Below is a listing; copy all of it exactly.

Input for this task:

____

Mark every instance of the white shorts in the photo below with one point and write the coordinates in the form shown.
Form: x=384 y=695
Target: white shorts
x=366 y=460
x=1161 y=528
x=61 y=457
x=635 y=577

____

The completed task:
Mark every instance of the white shorts in the photo below with one point and write the coordinates in the form shown.
Form: x=384 y=695
Target: white shorts
x=366 y=460
x=1161 y=528
x=61 y=457
x=635 y=577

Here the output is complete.